▸ **PROBLEM REQUIREMENTS**: Keep to one stretch of the data below, the lines from the one with "139L291 142L298 139L296" up to and including the one with "box: [299, 130, 337, 216]", and return that stretch exactly.

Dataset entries
* * * * * * * * *

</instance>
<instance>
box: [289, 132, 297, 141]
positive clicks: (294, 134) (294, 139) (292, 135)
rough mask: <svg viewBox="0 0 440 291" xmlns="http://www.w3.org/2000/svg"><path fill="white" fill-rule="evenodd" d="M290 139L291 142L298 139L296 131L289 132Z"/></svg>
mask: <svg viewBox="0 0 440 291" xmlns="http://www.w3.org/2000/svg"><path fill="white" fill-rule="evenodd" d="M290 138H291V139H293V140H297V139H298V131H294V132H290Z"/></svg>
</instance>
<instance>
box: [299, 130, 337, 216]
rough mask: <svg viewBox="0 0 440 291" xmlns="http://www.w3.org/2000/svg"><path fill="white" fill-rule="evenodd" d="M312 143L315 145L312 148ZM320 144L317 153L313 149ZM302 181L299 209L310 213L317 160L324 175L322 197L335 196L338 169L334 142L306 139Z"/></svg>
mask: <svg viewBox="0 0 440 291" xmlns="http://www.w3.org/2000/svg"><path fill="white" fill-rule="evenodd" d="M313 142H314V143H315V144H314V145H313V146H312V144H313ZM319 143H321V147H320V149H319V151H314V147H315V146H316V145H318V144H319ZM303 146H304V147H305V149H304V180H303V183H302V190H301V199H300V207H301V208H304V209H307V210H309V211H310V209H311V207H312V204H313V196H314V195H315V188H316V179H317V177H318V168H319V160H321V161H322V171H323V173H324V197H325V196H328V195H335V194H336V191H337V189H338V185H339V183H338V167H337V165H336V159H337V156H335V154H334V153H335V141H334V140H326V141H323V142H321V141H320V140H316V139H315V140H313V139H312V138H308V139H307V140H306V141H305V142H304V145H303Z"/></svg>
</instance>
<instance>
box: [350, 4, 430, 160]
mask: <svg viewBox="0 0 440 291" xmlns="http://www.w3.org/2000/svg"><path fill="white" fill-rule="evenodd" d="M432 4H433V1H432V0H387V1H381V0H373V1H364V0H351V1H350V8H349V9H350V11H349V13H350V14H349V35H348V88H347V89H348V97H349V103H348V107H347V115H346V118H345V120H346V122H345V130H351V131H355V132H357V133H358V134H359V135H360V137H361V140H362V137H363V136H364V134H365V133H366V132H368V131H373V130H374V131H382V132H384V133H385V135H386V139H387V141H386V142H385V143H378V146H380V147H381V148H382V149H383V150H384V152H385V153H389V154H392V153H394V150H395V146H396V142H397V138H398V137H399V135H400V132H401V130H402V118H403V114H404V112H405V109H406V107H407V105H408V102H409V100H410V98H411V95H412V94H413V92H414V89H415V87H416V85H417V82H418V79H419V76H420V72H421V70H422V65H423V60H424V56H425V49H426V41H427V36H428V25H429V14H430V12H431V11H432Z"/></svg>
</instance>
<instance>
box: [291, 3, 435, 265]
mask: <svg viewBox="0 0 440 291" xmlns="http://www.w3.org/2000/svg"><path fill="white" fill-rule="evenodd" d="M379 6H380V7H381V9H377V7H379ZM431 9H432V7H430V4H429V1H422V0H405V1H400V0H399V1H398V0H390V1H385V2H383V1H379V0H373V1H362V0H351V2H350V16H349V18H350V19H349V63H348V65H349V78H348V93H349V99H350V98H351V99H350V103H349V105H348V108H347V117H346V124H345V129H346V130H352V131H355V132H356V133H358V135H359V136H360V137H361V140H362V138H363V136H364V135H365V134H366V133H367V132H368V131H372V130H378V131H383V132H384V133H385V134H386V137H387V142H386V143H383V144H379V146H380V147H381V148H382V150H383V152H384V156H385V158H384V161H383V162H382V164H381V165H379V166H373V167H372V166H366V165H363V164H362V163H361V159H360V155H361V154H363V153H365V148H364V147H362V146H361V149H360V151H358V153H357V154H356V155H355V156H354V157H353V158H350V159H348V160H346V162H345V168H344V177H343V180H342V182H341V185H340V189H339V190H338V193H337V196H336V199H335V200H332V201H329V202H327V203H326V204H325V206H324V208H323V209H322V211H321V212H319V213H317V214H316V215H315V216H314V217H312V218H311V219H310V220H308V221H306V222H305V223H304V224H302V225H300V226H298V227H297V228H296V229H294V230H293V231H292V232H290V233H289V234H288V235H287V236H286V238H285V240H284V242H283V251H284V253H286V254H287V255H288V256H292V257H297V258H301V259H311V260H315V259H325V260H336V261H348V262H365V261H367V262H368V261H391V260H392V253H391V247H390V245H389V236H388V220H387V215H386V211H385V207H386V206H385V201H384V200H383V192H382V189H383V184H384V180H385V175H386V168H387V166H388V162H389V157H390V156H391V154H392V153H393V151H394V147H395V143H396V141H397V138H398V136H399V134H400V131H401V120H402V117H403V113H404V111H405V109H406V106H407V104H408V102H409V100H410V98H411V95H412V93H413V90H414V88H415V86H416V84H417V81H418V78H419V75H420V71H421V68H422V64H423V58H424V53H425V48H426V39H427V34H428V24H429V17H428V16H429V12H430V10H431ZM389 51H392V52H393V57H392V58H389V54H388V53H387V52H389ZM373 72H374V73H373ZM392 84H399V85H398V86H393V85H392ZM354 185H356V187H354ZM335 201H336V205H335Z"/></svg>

* * * * * * * * *

▸ **OUTPUT OF THE EXERCISE**:
rough mask: <svg viewBox="0 0 440 291" xmlns="http://www.w3.org/2000/svg"><path fill="white" fill-rule="evenodd" d="M290 139L291 142L298 139L296 131L289 132Z"/></svg>
mask: <svg viewBox="0 0 440 291" xmlns="http://www.w3.org/2000/svg"><path fill="white" fill-rule="evenodd" d="M290 138H291V139H293V140H297V139H298V131H294V132H290Z"/></svg>
</instance>
<instance>
box: [299, 130, 337, 216]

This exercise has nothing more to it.